▶ [WRITTEN EXERCISE 1] Pull out every line of the entries that contains the word "open", copying each line unchanged.

▶ [SOURCE EXCERPT]
════════════════════
Unless otherwise noted, all talks will be in room DC (Davis Centre) 1304. Coffee will be served 30 minutes before the talk.
We will try to post the presentation notes, whenever that is possible. Please click on the presentation title to access these notes (usually in pdf format).
Database Seminar Series is supported by iAnywhere Solutions, A Sybase Company.
|Minos N. Garofalakis|
|Jeffrey F. Naughton|
|Title:||DBCache: A Project on Database Caching Support for Web Applications (PDF)|
|Speaker:||C. Mohan, IBM Almaden Research Lab.|
|Abstract:||In this talk, I will discuss IBM Almaden's DBCache project whose goal is to support database caching for use with web-based applications. I will introduce a new database object called Cache Table that enables persistent caching of the full or partial content of a remote database table. The content of a cache table is either defined declaratively and populated in advance at setup time, or determined dynamically and populated on demand at query execution time. Dynamic cache tables exploit the characteristics of typical transactional web applications with a high volume of short transactions, simple equality predicates, and 3-4 way joins. Based on federated query processing capabilities, we developed a set of new technologies for database caching: cache tables, "Janus" (two-headed) query execution plans, cache constraints, and asynchronous cache population methods. Our solution supports transparent caching both at the edge of content delivery networks and in the middle-tier of an enterprise application infrastructure, improving the response time, throughput and scalability of transactional web applications. This is joint work with M. Altinel, C. Bornhoevd, S. Krishnamurthy, H. Pirahesh and B. Reinwald. The paper on which this talk is based was published in the 29th International Conference on Very Large Databases (VLDB).|
|Bio:||Please go here for the bio.|
4 October 2004, 4:30 PM, DC 1350 (This is SCS Distinguished Lecture; please note the special time and place)
════════════════════
▶ [DATASET EXTRACT]
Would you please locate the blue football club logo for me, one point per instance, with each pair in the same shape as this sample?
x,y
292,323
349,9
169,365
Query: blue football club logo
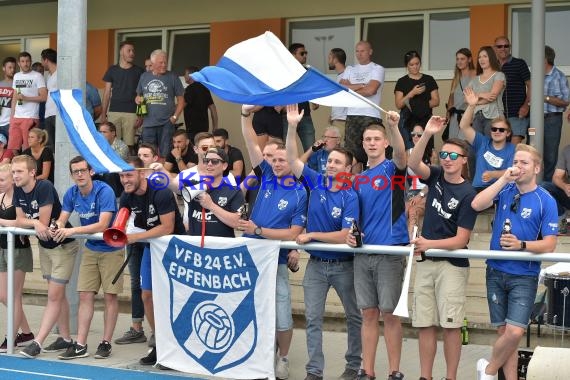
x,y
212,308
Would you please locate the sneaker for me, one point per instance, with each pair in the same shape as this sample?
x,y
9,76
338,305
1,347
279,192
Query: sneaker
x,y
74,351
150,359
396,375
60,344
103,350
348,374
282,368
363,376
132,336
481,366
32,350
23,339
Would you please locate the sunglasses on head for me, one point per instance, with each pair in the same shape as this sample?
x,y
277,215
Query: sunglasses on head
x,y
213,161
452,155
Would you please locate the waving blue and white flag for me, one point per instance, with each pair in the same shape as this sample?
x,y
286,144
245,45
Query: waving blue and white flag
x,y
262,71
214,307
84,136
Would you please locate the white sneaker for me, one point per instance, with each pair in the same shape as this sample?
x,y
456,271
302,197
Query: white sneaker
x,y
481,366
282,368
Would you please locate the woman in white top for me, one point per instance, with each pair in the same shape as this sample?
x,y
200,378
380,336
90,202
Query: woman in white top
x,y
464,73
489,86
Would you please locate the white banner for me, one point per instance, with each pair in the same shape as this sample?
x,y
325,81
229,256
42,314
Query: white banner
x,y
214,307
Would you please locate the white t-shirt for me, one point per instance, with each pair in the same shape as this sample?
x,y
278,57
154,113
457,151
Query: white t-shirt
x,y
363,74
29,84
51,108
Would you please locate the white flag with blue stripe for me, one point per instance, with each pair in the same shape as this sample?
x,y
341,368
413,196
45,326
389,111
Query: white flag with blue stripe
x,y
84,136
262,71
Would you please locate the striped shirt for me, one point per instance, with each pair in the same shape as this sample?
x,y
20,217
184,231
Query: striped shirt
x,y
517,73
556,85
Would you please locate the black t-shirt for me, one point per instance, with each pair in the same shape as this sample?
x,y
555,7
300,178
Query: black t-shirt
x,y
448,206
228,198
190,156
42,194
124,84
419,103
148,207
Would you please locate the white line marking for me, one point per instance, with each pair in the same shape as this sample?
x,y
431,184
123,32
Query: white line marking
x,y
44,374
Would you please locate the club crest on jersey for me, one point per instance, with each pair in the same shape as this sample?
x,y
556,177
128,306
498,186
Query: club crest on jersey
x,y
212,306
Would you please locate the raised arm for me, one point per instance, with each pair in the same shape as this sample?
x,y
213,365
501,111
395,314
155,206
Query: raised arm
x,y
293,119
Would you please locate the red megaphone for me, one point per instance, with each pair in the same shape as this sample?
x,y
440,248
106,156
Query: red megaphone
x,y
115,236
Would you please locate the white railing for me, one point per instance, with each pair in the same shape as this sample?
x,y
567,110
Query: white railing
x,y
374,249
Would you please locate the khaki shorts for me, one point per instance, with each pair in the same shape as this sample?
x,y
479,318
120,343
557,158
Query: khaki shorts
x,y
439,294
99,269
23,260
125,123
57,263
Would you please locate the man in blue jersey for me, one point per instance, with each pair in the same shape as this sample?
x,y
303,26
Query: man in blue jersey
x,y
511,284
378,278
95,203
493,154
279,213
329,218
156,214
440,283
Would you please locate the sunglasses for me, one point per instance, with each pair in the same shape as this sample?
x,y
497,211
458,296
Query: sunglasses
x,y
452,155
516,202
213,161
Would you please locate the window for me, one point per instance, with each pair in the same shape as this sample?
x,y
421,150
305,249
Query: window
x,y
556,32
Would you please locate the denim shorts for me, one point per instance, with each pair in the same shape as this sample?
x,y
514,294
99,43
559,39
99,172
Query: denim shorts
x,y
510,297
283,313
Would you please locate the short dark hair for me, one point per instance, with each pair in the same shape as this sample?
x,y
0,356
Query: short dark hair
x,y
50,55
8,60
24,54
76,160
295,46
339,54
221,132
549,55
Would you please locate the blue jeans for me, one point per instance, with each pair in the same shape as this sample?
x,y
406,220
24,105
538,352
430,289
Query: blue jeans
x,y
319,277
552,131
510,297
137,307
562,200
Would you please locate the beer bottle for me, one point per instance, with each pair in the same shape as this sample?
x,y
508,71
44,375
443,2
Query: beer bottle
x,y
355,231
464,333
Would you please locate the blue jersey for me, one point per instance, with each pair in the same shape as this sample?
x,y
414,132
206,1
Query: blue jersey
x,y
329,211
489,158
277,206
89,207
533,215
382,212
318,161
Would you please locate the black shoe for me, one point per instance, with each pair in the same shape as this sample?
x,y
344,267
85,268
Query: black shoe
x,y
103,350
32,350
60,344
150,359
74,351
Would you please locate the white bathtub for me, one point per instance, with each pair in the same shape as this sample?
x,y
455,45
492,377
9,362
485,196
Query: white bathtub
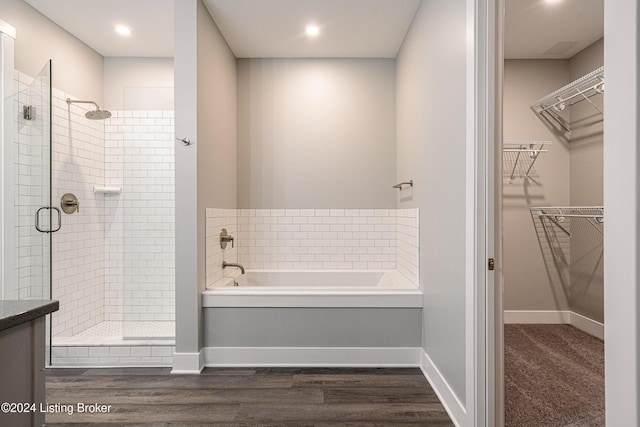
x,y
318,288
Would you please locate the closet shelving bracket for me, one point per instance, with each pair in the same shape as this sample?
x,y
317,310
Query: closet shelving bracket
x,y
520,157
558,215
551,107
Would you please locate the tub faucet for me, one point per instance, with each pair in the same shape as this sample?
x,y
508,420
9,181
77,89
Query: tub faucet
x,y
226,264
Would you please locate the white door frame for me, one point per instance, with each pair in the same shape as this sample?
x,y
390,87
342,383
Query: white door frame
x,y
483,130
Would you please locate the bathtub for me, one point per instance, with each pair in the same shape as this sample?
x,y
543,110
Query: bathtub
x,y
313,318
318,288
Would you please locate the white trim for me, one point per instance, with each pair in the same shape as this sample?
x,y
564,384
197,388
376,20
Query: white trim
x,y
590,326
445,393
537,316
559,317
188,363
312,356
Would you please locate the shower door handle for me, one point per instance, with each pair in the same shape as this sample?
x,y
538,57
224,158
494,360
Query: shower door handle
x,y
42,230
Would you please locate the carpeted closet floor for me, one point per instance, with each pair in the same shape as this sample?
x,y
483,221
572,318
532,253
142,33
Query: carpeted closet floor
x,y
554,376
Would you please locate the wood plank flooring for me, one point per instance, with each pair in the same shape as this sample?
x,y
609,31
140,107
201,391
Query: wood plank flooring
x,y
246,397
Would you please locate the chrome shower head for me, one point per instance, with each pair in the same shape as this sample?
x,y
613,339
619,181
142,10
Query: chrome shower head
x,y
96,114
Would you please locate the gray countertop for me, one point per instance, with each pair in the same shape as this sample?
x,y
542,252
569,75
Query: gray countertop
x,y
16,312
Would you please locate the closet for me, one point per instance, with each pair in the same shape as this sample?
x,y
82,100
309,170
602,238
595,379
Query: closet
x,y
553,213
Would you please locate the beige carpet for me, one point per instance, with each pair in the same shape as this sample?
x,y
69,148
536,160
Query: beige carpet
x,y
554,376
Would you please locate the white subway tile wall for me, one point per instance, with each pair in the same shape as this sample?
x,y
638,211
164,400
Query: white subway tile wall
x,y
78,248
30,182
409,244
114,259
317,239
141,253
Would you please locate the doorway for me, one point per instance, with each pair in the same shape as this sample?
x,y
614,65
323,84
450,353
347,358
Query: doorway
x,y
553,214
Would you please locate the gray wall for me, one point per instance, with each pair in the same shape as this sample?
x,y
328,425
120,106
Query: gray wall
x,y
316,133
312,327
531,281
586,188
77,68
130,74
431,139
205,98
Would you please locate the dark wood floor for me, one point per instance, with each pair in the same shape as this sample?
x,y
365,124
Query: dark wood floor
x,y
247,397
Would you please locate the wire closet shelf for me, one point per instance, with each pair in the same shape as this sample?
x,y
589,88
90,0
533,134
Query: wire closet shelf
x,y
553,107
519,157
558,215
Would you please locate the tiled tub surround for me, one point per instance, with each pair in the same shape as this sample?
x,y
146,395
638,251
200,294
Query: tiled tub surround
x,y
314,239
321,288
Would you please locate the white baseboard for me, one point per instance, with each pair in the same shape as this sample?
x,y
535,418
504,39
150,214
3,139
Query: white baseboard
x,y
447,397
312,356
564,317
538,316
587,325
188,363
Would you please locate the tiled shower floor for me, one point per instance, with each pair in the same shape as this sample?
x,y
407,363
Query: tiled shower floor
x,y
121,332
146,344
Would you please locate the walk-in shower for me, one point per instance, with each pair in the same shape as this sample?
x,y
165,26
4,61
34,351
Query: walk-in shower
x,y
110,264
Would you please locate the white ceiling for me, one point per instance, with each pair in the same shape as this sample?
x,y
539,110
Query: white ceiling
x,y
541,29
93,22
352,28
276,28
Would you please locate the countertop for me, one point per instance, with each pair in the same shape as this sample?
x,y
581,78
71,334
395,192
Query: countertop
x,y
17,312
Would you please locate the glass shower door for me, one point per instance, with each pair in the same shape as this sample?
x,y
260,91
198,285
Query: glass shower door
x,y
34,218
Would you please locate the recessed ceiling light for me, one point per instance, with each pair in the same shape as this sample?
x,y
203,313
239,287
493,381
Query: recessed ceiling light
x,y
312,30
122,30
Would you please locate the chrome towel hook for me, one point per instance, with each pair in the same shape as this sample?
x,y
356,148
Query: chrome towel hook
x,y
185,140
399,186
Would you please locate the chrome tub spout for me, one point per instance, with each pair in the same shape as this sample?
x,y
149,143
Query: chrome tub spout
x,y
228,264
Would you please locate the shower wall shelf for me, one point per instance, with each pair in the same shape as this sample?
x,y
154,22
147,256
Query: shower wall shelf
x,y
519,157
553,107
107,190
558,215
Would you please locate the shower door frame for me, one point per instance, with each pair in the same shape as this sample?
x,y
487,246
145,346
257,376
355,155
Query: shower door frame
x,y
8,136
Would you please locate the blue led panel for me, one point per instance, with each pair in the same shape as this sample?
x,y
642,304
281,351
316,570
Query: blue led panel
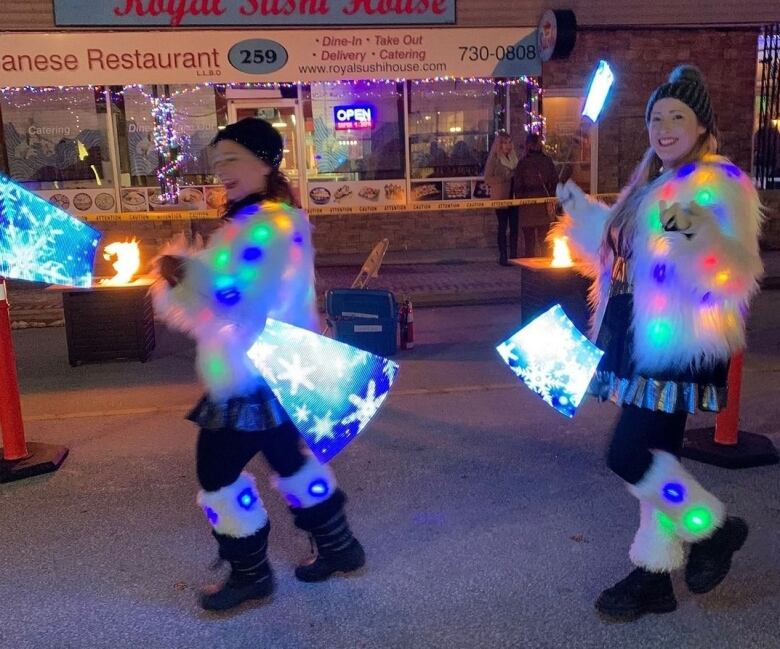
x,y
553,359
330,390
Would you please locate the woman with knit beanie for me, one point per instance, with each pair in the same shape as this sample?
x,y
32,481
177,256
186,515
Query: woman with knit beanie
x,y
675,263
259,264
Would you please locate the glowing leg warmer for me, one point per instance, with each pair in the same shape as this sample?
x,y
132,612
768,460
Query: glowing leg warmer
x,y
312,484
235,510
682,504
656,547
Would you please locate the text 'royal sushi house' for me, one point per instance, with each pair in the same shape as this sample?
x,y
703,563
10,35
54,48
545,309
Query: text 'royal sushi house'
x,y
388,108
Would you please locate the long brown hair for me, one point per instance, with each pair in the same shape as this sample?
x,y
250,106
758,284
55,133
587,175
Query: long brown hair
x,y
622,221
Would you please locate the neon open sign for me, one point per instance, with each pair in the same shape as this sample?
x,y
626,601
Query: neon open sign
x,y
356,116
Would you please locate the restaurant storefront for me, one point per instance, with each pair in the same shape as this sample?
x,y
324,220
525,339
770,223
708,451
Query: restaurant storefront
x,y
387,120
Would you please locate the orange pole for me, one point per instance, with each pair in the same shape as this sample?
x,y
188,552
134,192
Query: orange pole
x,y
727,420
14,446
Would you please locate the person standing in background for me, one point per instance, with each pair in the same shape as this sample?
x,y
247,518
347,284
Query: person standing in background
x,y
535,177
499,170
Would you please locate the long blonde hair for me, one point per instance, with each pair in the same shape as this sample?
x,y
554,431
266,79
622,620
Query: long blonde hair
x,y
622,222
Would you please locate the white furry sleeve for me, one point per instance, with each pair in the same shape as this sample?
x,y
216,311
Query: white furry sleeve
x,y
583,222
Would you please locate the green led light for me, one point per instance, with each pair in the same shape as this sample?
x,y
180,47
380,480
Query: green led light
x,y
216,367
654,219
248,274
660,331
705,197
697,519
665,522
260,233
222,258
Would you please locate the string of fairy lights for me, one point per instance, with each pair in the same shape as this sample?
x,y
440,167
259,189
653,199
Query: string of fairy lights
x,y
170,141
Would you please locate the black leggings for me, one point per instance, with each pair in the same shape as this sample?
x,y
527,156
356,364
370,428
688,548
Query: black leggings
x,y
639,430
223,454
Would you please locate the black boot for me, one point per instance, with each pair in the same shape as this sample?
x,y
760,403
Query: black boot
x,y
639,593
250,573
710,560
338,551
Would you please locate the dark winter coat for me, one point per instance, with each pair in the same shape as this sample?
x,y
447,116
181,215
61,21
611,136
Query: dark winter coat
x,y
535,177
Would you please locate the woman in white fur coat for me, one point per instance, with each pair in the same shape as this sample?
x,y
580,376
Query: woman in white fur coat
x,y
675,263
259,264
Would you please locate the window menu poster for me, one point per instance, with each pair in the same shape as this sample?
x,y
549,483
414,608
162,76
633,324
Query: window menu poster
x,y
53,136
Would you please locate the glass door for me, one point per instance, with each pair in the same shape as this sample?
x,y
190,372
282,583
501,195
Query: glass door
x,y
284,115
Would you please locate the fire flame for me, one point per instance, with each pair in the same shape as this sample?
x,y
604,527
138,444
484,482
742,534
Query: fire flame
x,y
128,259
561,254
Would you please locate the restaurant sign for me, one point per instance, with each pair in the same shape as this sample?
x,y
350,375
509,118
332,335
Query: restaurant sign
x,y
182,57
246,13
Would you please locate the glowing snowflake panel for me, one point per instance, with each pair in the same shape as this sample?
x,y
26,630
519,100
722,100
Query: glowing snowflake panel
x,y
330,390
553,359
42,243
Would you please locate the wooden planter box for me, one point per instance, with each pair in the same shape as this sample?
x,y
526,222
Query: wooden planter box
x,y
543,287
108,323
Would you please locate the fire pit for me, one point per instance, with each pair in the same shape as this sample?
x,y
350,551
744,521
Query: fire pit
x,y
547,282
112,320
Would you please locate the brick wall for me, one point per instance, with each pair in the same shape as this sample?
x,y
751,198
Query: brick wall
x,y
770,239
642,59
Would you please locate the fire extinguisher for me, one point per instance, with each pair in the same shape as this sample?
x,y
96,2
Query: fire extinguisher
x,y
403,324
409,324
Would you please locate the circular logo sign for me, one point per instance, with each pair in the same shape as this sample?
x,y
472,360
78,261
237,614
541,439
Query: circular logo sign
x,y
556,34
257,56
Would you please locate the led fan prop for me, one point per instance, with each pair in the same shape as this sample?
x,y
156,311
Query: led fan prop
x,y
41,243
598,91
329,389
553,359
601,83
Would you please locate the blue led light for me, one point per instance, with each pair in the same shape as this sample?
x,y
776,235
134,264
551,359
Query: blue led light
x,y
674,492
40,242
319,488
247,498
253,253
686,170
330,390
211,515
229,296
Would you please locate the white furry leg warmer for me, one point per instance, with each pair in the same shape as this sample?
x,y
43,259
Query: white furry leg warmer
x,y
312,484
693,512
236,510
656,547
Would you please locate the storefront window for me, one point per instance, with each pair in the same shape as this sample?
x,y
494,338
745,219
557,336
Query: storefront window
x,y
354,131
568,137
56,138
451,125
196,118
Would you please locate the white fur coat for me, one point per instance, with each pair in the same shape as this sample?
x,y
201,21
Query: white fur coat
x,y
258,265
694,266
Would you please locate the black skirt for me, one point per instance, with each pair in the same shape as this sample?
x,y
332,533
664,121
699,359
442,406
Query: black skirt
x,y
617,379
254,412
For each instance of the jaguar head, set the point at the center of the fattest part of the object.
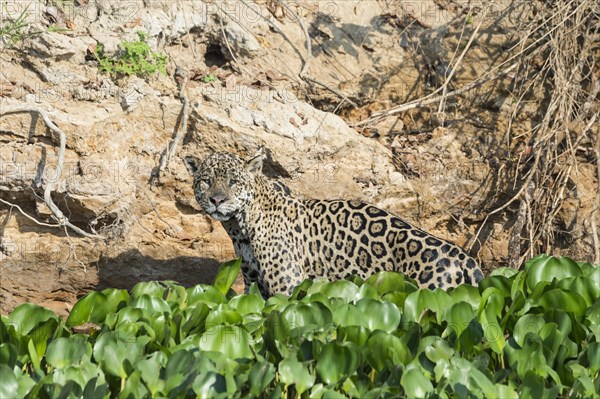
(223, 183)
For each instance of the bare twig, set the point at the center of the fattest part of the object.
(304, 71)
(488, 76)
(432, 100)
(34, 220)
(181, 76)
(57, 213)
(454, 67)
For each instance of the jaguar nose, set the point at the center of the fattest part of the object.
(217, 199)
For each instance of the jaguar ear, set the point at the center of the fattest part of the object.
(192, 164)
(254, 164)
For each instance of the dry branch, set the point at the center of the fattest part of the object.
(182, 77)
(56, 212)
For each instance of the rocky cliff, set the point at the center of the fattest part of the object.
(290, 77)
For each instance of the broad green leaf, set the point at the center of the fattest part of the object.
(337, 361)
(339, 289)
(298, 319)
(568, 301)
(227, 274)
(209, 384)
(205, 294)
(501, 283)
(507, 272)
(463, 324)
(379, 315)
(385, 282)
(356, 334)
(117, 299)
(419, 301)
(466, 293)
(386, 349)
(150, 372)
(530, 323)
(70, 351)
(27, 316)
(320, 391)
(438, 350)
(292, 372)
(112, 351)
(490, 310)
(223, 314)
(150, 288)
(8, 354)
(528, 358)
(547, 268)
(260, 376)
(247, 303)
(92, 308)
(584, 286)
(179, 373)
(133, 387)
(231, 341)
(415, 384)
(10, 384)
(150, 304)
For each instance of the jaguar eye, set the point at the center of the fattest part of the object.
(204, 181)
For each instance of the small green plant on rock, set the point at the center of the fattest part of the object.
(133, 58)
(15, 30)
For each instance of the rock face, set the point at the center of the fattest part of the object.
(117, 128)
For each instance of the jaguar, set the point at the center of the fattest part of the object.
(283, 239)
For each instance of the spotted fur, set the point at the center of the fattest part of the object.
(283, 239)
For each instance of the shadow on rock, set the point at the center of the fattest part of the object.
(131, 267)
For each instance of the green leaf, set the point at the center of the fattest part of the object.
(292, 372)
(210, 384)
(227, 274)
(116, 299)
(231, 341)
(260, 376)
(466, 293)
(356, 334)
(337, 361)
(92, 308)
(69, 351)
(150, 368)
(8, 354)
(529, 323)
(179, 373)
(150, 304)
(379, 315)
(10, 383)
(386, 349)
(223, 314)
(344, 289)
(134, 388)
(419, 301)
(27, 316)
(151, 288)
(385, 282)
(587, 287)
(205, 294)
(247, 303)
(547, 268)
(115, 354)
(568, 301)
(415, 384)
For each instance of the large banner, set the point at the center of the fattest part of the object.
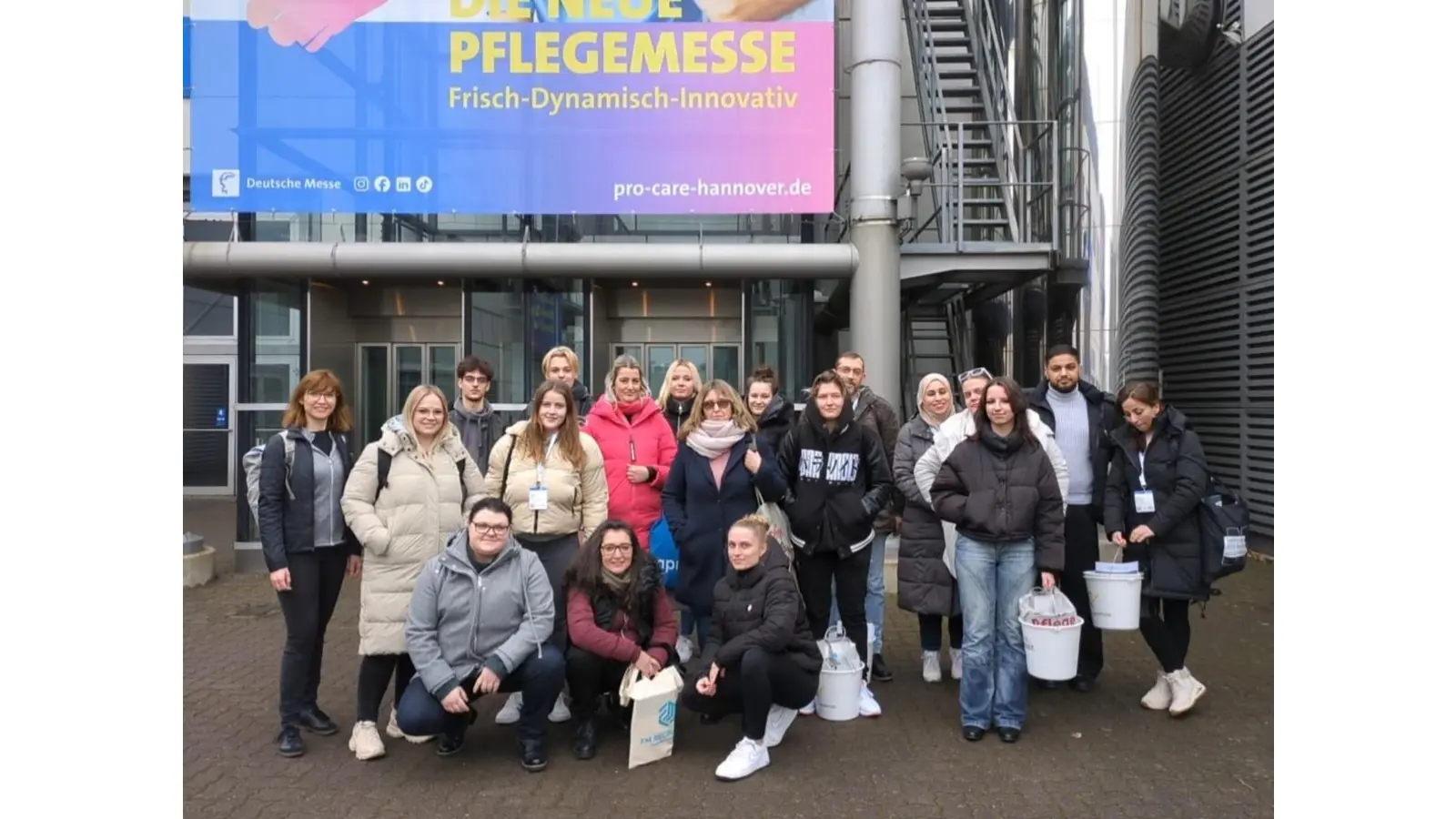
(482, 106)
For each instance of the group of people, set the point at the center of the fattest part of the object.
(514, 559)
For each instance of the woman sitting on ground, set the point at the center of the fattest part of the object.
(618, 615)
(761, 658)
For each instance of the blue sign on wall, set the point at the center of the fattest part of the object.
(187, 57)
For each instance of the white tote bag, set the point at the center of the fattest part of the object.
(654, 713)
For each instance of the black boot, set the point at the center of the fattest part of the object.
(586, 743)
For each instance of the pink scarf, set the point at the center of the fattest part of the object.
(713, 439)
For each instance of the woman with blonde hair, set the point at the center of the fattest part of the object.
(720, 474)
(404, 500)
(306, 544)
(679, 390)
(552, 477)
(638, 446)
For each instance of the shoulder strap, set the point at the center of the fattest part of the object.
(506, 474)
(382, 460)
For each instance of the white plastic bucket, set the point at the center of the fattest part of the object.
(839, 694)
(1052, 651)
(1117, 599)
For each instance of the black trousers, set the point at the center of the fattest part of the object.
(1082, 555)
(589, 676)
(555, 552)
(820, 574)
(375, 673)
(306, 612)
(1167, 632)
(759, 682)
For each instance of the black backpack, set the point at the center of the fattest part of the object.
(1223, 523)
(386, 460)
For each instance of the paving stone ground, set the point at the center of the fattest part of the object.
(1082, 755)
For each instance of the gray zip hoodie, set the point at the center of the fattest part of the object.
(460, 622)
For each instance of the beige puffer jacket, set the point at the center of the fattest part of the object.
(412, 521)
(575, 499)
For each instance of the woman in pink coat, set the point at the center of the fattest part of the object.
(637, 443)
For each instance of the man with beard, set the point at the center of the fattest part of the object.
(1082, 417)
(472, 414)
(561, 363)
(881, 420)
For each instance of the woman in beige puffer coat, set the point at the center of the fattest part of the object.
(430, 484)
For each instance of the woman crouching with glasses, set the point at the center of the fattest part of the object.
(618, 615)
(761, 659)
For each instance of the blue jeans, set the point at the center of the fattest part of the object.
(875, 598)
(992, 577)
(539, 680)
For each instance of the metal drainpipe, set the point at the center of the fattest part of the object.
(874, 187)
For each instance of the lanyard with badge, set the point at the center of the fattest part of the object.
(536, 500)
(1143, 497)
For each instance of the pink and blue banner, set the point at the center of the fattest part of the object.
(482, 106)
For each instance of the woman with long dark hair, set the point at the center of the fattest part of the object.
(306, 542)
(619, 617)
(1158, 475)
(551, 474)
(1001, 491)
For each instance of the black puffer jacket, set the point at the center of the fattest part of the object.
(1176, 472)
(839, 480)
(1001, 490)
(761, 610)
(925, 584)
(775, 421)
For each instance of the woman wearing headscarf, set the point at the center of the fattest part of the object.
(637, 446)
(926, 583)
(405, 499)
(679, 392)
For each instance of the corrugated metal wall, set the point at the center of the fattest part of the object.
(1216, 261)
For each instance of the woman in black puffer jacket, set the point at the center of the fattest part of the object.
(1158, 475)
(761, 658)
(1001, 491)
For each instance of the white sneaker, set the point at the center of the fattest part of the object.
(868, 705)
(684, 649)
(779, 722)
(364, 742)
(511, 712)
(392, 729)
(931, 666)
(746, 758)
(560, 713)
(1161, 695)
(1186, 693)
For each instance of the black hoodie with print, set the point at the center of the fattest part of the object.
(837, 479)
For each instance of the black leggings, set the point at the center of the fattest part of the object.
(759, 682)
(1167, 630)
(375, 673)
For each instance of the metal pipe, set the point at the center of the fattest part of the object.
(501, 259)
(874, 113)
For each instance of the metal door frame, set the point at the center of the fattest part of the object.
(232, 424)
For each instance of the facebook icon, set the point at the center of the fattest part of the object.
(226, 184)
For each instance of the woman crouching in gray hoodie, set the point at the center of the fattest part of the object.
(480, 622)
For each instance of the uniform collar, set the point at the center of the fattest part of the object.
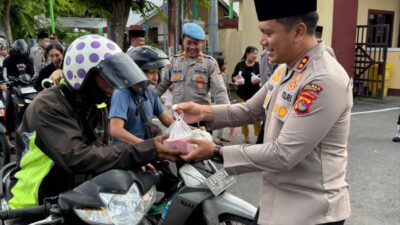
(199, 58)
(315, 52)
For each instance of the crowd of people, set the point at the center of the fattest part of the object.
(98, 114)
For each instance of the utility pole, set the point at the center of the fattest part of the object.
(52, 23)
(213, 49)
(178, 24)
════════════════════
▶ [WRITTEN EXERCISE 2] In the seminar listing above, why should readers note the time and place given for the 4 October 2004 talk?

▶ [RIGHT ANSWER 1]
Would you please locate the neon open sign for me, one point per instance, with each pair in the same shape as this sample?
Query: neon open sign

▶ [RIGHT ANSWER 2] That talk, at 4:30 PM in DC 1350, is an SCS Distinguished Lecture, so its time and place are special. The listing otherwise places talks in DC 1304 unless noted.